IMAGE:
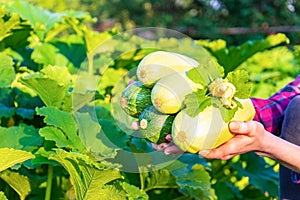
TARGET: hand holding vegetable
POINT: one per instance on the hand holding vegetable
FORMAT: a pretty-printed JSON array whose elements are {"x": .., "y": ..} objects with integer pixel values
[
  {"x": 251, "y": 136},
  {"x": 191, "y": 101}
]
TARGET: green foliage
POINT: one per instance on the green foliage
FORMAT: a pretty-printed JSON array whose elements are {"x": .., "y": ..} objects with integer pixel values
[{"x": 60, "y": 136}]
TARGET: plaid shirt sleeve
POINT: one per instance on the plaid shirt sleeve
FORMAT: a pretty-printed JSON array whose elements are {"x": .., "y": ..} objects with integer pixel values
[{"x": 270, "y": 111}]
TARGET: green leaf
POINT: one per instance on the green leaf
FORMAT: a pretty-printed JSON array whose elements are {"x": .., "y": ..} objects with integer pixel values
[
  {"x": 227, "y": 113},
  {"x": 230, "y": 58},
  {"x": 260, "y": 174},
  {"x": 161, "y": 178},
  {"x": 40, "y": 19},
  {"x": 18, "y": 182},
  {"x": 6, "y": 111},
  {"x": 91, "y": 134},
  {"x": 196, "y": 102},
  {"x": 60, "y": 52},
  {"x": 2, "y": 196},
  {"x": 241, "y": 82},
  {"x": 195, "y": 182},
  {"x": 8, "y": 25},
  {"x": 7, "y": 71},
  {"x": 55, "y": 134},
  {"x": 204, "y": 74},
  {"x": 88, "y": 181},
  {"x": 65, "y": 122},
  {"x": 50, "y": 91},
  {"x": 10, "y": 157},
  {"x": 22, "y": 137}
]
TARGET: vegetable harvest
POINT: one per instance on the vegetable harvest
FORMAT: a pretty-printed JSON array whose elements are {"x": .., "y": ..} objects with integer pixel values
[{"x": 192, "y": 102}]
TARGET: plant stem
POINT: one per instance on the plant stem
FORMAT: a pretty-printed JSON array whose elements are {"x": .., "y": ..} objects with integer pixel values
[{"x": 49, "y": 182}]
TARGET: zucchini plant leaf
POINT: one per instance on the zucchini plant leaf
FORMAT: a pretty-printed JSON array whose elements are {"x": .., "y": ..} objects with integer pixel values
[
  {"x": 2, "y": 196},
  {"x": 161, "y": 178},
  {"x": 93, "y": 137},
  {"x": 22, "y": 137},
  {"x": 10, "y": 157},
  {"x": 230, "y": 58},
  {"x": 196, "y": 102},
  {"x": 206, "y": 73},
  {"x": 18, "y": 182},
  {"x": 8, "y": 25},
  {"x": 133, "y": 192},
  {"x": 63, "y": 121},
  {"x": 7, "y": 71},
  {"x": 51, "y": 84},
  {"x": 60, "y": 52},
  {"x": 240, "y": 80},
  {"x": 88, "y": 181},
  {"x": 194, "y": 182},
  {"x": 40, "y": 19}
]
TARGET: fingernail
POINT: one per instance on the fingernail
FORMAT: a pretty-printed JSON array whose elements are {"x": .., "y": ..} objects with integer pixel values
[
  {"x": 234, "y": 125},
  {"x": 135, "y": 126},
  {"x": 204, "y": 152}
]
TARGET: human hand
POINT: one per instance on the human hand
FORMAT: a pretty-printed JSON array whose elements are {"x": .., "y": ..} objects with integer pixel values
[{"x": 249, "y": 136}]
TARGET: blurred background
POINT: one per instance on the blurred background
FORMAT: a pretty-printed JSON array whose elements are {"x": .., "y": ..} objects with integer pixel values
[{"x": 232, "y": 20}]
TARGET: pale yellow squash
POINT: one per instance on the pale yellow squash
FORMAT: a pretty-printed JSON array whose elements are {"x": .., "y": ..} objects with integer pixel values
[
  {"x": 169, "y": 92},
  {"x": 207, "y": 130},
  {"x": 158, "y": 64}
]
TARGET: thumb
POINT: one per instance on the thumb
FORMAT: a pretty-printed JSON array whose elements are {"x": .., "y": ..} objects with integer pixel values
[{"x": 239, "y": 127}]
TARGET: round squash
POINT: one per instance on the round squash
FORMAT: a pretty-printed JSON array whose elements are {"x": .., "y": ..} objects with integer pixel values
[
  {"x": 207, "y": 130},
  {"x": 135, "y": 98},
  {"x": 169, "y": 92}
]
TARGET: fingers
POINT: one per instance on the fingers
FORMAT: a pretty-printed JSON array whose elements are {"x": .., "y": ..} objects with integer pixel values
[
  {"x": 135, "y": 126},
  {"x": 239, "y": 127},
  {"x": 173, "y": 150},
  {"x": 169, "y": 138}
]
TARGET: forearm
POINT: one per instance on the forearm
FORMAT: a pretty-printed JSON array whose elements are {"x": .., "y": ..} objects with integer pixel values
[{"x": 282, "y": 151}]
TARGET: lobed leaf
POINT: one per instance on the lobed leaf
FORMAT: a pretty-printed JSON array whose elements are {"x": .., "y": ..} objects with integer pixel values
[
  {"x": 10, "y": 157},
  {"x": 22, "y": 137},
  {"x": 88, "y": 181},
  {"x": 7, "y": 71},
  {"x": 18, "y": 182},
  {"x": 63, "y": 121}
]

_ _ _ _

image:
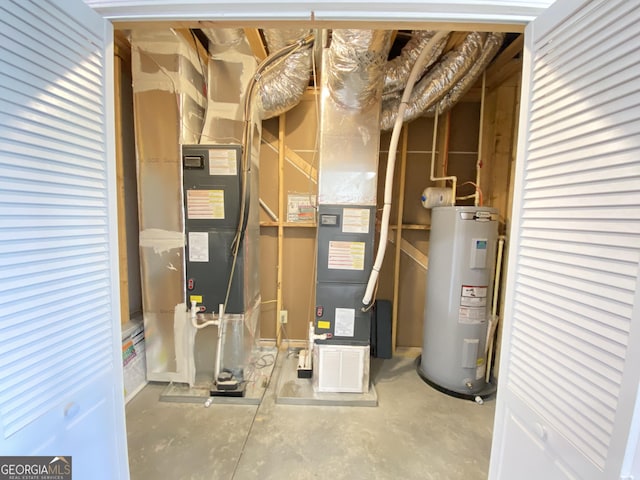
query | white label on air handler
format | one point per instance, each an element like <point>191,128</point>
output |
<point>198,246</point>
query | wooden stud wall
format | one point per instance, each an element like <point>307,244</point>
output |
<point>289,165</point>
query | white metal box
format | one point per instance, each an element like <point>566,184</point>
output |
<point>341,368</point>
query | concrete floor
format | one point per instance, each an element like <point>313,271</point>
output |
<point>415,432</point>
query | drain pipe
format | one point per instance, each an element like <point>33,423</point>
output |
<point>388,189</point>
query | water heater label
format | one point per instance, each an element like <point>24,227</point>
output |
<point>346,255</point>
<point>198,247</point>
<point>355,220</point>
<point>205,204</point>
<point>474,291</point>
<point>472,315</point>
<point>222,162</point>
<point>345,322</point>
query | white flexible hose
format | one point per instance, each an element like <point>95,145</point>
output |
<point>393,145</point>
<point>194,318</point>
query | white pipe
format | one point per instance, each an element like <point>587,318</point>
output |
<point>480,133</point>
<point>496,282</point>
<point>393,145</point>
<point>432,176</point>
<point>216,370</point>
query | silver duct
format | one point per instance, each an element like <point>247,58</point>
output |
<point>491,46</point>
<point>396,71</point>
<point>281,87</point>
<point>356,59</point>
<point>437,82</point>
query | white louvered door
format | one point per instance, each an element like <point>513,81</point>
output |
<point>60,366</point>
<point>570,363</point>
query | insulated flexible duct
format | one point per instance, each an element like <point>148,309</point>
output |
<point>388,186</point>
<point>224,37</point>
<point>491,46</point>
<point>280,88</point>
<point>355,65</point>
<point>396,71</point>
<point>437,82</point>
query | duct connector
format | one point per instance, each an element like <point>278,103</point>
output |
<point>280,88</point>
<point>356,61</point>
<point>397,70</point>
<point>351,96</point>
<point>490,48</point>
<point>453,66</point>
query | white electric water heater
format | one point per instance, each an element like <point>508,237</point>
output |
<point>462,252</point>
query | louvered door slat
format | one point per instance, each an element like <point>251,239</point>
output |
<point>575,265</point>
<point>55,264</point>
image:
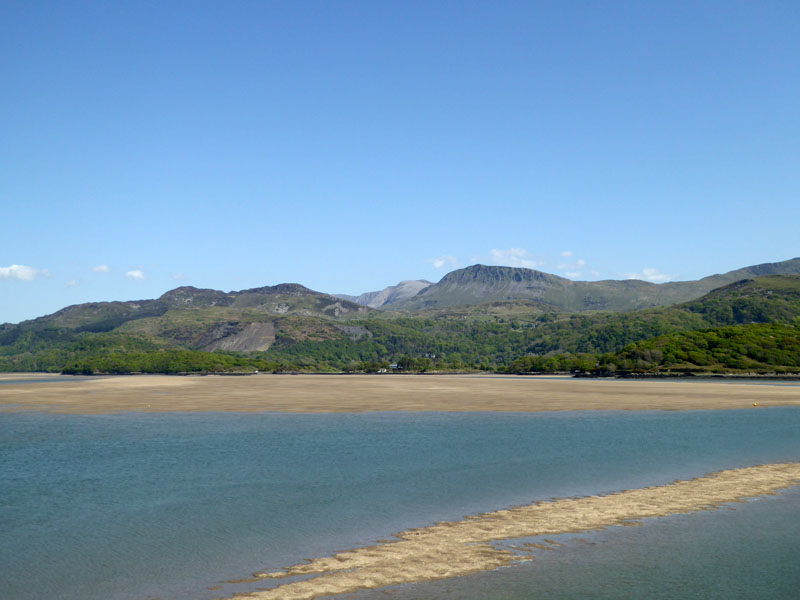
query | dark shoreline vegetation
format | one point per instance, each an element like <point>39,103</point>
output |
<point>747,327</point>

_ _ _ _

> [What is being asked]
Go over the listing above and copy out each line that includes "heater".

> [Answer below]
query | water heater label
query | white electric water heater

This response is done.